DIRECTIONS FOR THIS TASK: Can you write out all of the following items again, swapping "cascading water" for "waterfall" and leaving everything else unchanged?

DATA TO USE:
## begin

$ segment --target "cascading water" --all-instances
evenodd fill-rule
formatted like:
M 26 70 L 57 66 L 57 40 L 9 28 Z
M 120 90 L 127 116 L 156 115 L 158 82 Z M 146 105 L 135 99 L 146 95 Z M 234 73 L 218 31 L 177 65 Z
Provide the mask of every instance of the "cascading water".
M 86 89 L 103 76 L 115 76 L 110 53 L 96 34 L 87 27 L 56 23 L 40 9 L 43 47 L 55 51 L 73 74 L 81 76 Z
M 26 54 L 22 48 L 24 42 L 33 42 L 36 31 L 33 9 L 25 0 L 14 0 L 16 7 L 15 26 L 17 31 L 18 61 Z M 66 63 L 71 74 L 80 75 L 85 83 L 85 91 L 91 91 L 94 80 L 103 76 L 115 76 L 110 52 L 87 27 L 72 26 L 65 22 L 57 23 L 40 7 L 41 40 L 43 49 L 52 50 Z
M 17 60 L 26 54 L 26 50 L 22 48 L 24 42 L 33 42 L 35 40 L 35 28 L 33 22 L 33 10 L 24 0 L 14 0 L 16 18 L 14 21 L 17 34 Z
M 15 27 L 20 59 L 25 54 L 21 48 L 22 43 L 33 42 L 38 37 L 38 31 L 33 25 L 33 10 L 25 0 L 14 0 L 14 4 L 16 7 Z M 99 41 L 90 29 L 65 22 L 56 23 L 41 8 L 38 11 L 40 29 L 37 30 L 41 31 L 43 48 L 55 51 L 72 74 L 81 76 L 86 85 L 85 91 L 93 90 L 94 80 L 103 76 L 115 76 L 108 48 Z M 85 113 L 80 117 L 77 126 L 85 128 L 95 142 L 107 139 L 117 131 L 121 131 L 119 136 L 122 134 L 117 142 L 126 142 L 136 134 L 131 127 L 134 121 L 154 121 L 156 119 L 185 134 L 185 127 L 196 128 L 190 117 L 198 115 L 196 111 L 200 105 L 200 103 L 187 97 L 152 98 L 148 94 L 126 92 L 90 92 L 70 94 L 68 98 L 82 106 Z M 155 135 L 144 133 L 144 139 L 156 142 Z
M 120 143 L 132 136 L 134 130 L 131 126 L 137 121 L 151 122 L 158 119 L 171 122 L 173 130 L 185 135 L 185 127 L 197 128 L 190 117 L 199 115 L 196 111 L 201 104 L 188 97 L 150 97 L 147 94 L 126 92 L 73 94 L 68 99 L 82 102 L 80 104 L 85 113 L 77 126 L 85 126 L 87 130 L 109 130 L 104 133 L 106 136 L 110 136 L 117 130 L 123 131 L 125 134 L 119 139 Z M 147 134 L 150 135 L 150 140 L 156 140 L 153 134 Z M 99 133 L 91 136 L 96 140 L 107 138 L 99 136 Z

## end

OUTPUT OF THE EXERCISE:
$ segment --target "waterfall" --all-instances
evenodd fill-rule
formatted like:
M 26 70 L 57 66 L 57 40 L 9 28 Z
M 120 90 L 127 116 L 156 115 L 158 82 Z M 146 105 L 135 99 L 146 95 Z M 234 73 L 218 31 L 177 65 Z
Provide the mask of every instance of the "waterfall".
M 86 89 L 103 76 L 115 76 L 110 53 L 96 34 L 87 27 L 56 23 L 40 9 L 43 47 L 55 51 L 73 74 L 81 76 Z
M 26 54 L 22 48 L 24 42 L 33 42 L 36 31 L 33 9 L 25 0 L 14 0 L 16 7 L 15 26 L 17 31 L 18 61 Z M 66 63 L 71 74 L 80 75 L 85 83 L 85 91 L 91 91 L 94 80 L 103 76 L 115 76 L 110 52 L 87 27 L 72 26 L 65 22 L 57 23 L 40 7 L 41 40 L 43 49 L 52 50 Z
M 17 60 L 26 54 L 26 50 L 22 48 L 24 42 L 33 42 L 35 40 L 35 28 L 33 22 L 33 10 L 24 0 L 14 0 L 16 18 L 14 21 L 17 34 Z
M 15 27 L 20 59 L 25 54 L 21 48 L 22 43 L 33 42 L 38 37 L 38 31 L 33 25 L 33 10 L 25 0 L 14 0 L 14 4 L 16 7 Z M 99 41 L 90 29 L 65 22 L 56 23 L 41 8 L 38 11 L 40 29 L 37 30 L 41 31 L 43 48 L 55 51 L 72 74 L 81 76 L 86 85 L 85 91 L 93 90 L 94 80 L 103 76 L 115 76 L 108 48 Z M 85 113 L 80 117 L 77 126 L 85 128 L 95 142 L 107 139 L 117 131 L 121 131 L 119 136 L 122 134 L 117 142 L 126 142 L 136 134 L 131 127 L 134 121 L 154 121 L 156 119 L 185 134 L 185 127 L 196 128 L 190 117 L 198 115 L 196 111 L 200 105 L 200 103 L 187 97 L 152 98 L 148 94 L 126 92 L 90 92 L 70 94 L 68 98 L 82 106 Z M 155 135 L 144 133 L 144 139 L 156 142 Z
M 120 143 L 132 136 L 134 130 L 131 126 L 137 121 L 151 122 L 158 119 L 171 122 L 173 130 L 185 135 L 185 127 L 197 128 L 190 117 L 199 115 L 196 111 L 201 104 L 188 97 L 150 97 L 147 94 L 126 92 L 73 94 L 68 99 L 82 102 L 80 104 L 85 113 L 77 126 L 85 126 L 87 130 L 109 130 L 104 133 L 106 136 L 110 136 L 117 130 L 123 131 L 125 134 L 119 139 Z M 147 134 L 150 135 L 150 140 L 156 140 L 153 134 Z M 99 133 L 91 136 L 96 140 L 107 138 L 99 136 Z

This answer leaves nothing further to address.